Exercise instructions -> Retype all of the data below word for word, leaving out the pictures.
═════ Records supplied
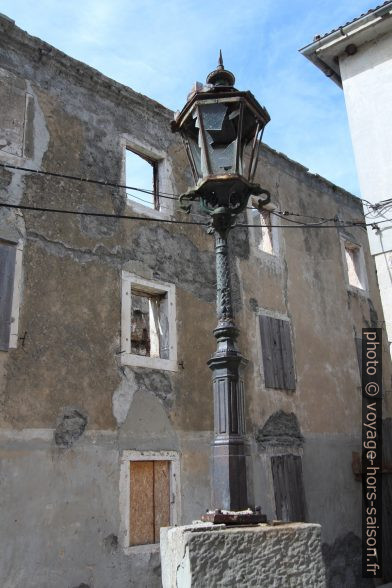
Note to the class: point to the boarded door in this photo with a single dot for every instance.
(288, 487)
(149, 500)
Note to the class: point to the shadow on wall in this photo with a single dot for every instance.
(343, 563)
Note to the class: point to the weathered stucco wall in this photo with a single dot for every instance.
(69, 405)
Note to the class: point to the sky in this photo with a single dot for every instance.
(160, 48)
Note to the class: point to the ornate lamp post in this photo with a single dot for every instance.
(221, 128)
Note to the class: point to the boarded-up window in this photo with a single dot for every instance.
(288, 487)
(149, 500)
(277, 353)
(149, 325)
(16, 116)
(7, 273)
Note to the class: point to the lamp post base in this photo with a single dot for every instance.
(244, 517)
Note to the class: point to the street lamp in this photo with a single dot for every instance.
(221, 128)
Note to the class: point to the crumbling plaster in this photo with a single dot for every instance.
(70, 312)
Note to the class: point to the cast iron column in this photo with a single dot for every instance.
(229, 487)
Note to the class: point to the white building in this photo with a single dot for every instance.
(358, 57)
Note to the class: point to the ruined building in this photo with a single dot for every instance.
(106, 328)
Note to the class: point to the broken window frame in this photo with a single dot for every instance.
══════════
Correct answer ->
Note to the class: point to the boarded door in this photo with a single dot for every instance.
(288, 487)
(149, 500)
Note to the class: point to the shadow on wall in this photo with a single dot for every instance.
(343, 563)
Note to the class: point to the weathered stucco wall in this photo with a single dot for every instance.
(69, 405)
Note to the class: point to the sky in this photo with a single dot for every instance.
(160, 48)
Note to the class: point to the ornate lamp post in this photo with a single dot for every instance.
(221, 128)
Note to the class: point to the boarded-up window in this photo with a single dot for every instance.
(288, 487)
(149, 500)
(277, 353)
(149, 325)
(16, 116)
(7, 273)
Note to the class: point to the lamp post base in this photo with a single dot for every instance.
(244, 517)
Note to the class: point to the street lamp in this photo with a single dot for every instance.
(221, 128)
Note to the class: point to the crumbling plaster in this photo with a single dot for every instance.
(70, 312)
Note to the class: point to the cast iron column in this photo with a single dot for every instance.
(229, 487)
Note to the class: point to the white building in this photo with a single dot for every instance.
(358, 57)
Note to the class: point to the ruined building in this photo with a single dot for every instance.
(106, 328)
Note to the class: point to the broken window frame in this photo with a single dot for every instance.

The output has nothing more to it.